EXERCISE: Write an exact copy of the entries below that leaves out all pictures.

MATERIAL SHOWN:
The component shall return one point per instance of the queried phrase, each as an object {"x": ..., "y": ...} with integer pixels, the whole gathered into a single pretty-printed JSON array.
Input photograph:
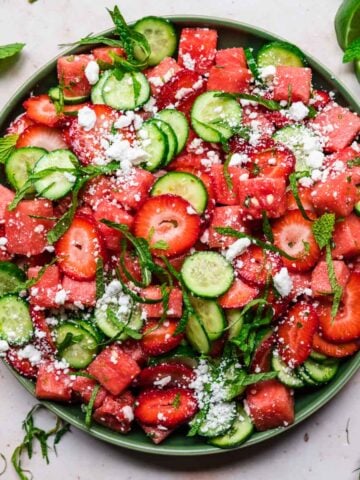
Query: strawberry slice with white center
[
  {"x": 42, "y": 137},
  {"x": 293, "y": 234},
  {"x": 169, "y": 223},
  {"x": 79, "y": 248},
  {"x": 296, "y": 332}
]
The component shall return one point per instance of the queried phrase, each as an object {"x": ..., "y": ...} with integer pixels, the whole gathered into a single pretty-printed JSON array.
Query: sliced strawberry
[
  {"x": 169, "y": 408},
  {"x": 79, "y": 248},
  {"x": 165, "y": 375},
  {"x": 43, "y": 137},
  {"x": 116, "y": 413},
  {"x": 168, "y": 218},
  {"x": 336, "y": 350},
  {"x": 293, "y": 234},
  {"x": 183, "y": 85},
  {"x": 83, "y": 388},
  {"x": 238, "y": 295},
  {"x": 255, "y": 265},
  {"x": 52, "y": 383},
  {"x": 89, "y": 144},
  {"x": 295, "y": 334},
  {"x": 27, "y": 235},
  {"x": 43, "y": 293},
  {"x": 20, "y": 124},
  {"x": 42, "y": 110},
  {"x": 79, "y": 293},
  {"x": 155, "y": 310},
  {"x": 345, "y": 327},
  {"x": 159, "y": 338},
  {"x": 21, "y": 365},
  {"x": 261, "y": 360},
  {"x": 114, "y": 369},
  {"x": 106, "y": 210},
  {"x": 271, "y": 405}
]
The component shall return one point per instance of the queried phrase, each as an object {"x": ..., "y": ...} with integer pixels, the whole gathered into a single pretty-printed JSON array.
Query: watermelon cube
[
  {"x": 83, "y": 388},
  {"x": 223, "y": 194},
  {"x": 197, "y": 49},
  {"x": 79, "y": 293},
  {"x": 116, "y": 413},
  {"x": 292, "y": 83},
  {"x": 262, "y": 194},
  {"x": 234, "y": 57},
  {"x": 347, "y": 237},
  {"x": 52, "y": 383},
  {"x": 320, "y": 283},
  {"x": 161, "y": 74},
  {"x": 114, "y": 369},
  {"x": 71, "y": 74},
  {"x": 338, "y": 195},
  {"x": 132, "y": 189},
  {"x": 232, "y": 79},
  {"x": 337, "y": 125},
  {"x": 115, "y": 213},
  {"x": 27, "y": 235},
  {"x": 271, "y": 405},
  {"x": 155, "y": 310},
  {"x": 44, "y": 291}
]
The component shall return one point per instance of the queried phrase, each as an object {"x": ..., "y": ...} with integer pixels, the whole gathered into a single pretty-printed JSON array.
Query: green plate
[{"x": 231, "y": 34}]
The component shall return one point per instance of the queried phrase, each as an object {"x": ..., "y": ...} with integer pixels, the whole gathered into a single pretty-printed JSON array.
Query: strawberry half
[
  {"x": 78, "y": 249},
  {"x": 42, "y": 137},
  {"x": 159, "y": 338},
  {"x": 293, "y": 234},
  {"x": 295, "y": 334},
  {"x": 169, "y": 408},
  {"x": 345, "y": 327},
  {"x": 170, "y": 219}
]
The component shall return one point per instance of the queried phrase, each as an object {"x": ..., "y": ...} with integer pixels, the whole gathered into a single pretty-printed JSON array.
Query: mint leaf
[
  {"x": 352, "y": 52},
  {"x": 323, "y": 228},
  {"x": 10, "y": 50}
]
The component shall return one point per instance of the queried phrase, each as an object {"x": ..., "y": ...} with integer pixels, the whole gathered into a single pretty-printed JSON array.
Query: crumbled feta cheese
[
  {"x": 86, "y": 118},
  {"x": 283, "y": 282},
  {"x": 237, "y": 248},
  {"x": 92, "y": 71}
]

RESULT OF THIS TASK:
The component shall return one point per instance of the queried phrase, each as an object {"x": ..., "y": ...} with integer pixels, the whole gathered into a single pretty-printed JSON array.
Input photograph:
Query: strawberry slice with white center
[
  {"x": 42, "y": 137},
  {"x": 293, "y": 234},
  {"x": 169, "y": 223},
  {"x": 79, "y": 248},
  {"x": 296, "y": 332}
]
The component shall return one point per instance of the queried phrase, each as an object {"x": ..., "y": ...} with integer pixels, the whole gathered into a single pretty-printed JSON array.
Query: sliced strawberry
[
  {"x": 169, "y": 408},
  {"x": 79, "y": 248},
  {"x": 165, "y": 375},
  {"x": 43, "y": 137},
  {"x": 116, "y": 413},
  {"x": 168, "y": 218},
  {"x": 336, "y": 350},
  {"x": 293, "y": 234},
  {"x": 183, "y": 85},
  {"x": 83, "y": 388},
  {"x": 238, "y": 295},
  {"x": 255, "y": 265},
  {"x": 52, "y": 383},
  {"x": 89, "y": 144},
  {"x": 295, "y": 334},
  {"x": 27, "y": 235},
  {"x": 43, "y": 293},
  {"x": 20, "y": 124},
  {"x": 42, "y": 110},
  {"x": 79, "y": 293},
  {"x": 155, "y": 310},
  {"x": 345, "y": 327},
  {"x": 159, "y": 338},
  {"x": 21, "y": 365},
  {"x": 261, "y": 360},
  {"x": 114, "y": 369},
  {"x": 106, "y": 210},
  {"x": 271, "y": 405}
]
The component shall return one point per instance of the queried phrase, each as an object {"x": ..., "y": ...} with integer pixels, the whole gathered into a single pretty-printed JSON array.
Query: watermelon cube
[
  {"x": 83, "y": 388},
  {"x": 223, "y": 194},
  {"x": 197, "y": 49},
  {"x": 79, "y": 293},
  {"x": 116, "y": 413},
  {"x": 292, "y": 83},
  {"x": 262, "y": 194},
  {"x": 234, "y": 57},
  {"x": 347, "y": 237},
  {"x": 52, "y": 383},
  {"x": 320, "y": 283},
  {"x": 161, "y": 74},
  {"x": 114, "y": 369},
  {"x": 71, "y": 74},
  {"x": 338, "y": 195},
  {"x": 132, "y": 189},
  {"x": 232, "y": 79},
  {"x": 337, "y": 125},
  {"x": 115, "y": 213},
  {"x": 27, "y": 235},
  {"x": 271, "y": 405},
  {"x": 155, "y": 310},
  {"x": 44, "y": 291}
]
The component shall return one point per instance of the queried phrase, each as an object {"x": ..., "y": ...} with integer pixels, the whole gathered into a single pretty-printed JSON array.
Query: green plate
[{"x": 231, "y": 34}]
The component shall return one point per instance of the queried phrase, each as an object {"x": ..., "y": ...} with integer pixels, the whole gathered into a single pretty-printed JSON array.
Query: strawberry half
[
  {"x": 78, "y": 249},
  {"x": 42, "y": 137},
  {"x": 159, "y": 338},
  {"x": 293, "y": 234},
  {"x": 295, "y": 334},
  {"x": 169, "y": 408},
  {"x": 345, "y": 327},
  {"x": 170, "y": 219}
]
The component shall return one point per instance of the queried phrase, each as an object {"x": ..., "y": ...} with integer pixels, the whole gathered into a single pretty-printed JSON array.
Query: mint leaf
[
  {"x": 352, "y": 52},
  {"x": 323, "y": 228},
  {"x": 10, "y": 50}
]
The component shall return one point per instance of the queried phrase, each as an object {"x": ..., "y": ...} with integer pixels, the whole gathered into a single pretty-printed JSON array.
Query: crumbled feta cheese
[
  {"x": 86, "y": 118},
  {"x": 283, "y": 282},
  {"x": 237, "y": 248},
  {"x": 92, "y": 71}
]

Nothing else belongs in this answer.